• _Texte extrait_:

┏━━

Voilà, cette fois on y est. Demain, dès l’aube, à l’heure où blanchit la campagne, mais aussi le ponton des Sables d’Olonne vu la vague de froid attendue, on devrait connaître le nom du vainqueur de la dixième édition du Vendée Globe... sauf si Victor Hugo avait prévu une strophe de plus en cas de catastrophe !

COURSE, 13 JANVIER 2025 : Photo envoyée depuis le bateau La Mie Caline lors de la course à la voile du Vendée Globe le 13 janvier 2025. (Photo du skipper Arnaud Boissières)
COURSE, 13 JANVIER 2025 : Photo envoyée depuis le bateau La Mie Caline lors de la course à la voile du Vendée Globe le 13 janvier 2025. (Photo du skipper Arnaud Boissières)

Quel est cet étonnant parfum qui flotte dans l’air ? L’heure est à l’effervescence, mais tout à la fois au silence. Pour la première fois depuis le début de la course, aucun marin n’a répondu à nos questions de la nuit, nous laissant seuls comme deux ronds (de flan) dans l’eau. Il fallait bien que ça arrive, mais tout de même, si près du but… Coïncidence ? Nous ne croyons pas.

Car c’est effectivement difficile de parler quand on retient son souffle ! Il y a quelques jours, nous avions demandé à Charlie Dalin (MACIF Santé Prévoyance, 1er) s’il avait un secret pour garder ce qui nous semblait être une zénitude en béton armée. Il nous avait confié qu’avant de se coucher, il pratiquait quelques exercices de respirations ciblés. Alors que le leader pointe désormais son étrave spatulée à moins de 300 milles de la ligne d’arrivée, on ne peut que vous inviter à l’imiter, tant cette journée s’annonce irrespirable…

Car la dernière ligne droite n’en sera pas franchement une ! Pour atteindre les Sables d’Olonne, Charlie Dalin va devoir redescendre le long de la Bretagne, dans des eaux certes on ne peut plus familières, mais aussi dans des petits airs… Le dauphin de la dernière édition, bien décidé à ne pas jouer les Flipper à nouveau, s’est employé à laisser le moins de chances possibles à Yoann Richomme (PAPREC-ARKÉA, 2e), sur lequel il compte désormais près de 200 milles d’avance. Exploitant au mieux le moindre souffle qu'il a visiblement légèrement plus puissant, le Havrais imprime une cadence infernale à son rival, handicapé en outre par la perte d’une de ses voiles d’avant cruciale dans le petit temps.

┗━━

• _Données extraites_:
┏━━

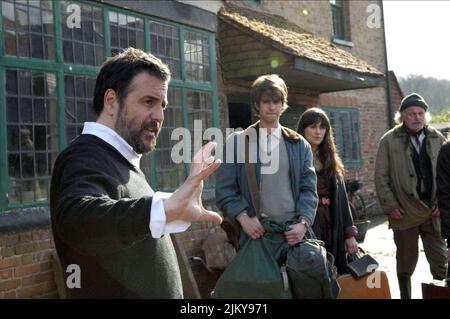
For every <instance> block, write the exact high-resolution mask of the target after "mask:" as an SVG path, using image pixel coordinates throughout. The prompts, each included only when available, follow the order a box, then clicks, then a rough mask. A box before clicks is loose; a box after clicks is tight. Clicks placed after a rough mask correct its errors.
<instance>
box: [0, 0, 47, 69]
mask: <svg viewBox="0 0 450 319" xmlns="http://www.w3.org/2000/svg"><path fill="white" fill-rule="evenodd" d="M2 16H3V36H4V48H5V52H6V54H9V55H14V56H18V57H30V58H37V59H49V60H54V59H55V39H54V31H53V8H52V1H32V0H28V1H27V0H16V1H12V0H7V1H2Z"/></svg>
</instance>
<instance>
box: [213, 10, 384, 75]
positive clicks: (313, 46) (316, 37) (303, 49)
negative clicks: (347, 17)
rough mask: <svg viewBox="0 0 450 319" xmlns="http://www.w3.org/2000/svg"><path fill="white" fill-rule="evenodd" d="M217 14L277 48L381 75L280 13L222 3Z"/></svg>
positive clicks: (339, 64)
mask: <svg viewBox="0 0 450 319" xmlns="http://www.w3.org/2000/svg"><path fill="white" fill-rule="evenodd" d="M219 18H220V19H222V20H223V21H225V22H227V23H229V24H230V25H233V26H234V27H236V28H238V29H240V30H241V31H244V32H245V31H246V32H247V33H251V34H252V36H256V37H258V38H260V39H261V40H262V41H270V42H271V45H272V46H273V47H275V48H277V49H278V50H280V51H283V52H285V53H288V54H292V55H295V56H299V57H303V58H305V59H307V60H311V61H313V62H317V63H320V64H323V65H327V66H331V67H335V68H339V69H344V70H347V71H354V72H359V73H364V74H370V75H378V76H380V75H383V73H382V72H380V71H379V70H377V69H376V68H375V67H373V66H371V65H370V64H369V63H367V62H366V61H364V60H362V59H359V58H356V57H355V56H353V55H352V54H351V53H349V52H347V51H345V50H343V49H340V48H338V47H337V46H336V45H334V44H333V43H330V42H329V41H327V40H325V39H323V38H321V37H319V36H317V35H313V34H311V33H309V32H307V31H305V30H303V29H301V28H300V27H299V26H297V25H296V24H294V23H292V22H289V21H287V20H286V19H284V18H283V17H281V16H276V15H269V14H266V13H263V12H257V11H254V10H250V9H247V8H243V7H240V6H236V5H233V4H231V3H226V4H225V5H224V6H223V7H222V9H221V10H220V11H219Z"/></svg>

┗━━

• _Consigne à suivre_:
D'après le texte sur le Vendée Globe, de combien de milles d'avance Charlie Dalin dispose-t-il sur Yoann Richomme ? Il n'est pas nécessaire de consulter la liste.

• _Réponse ci-dessous_:
Près de 200 milles.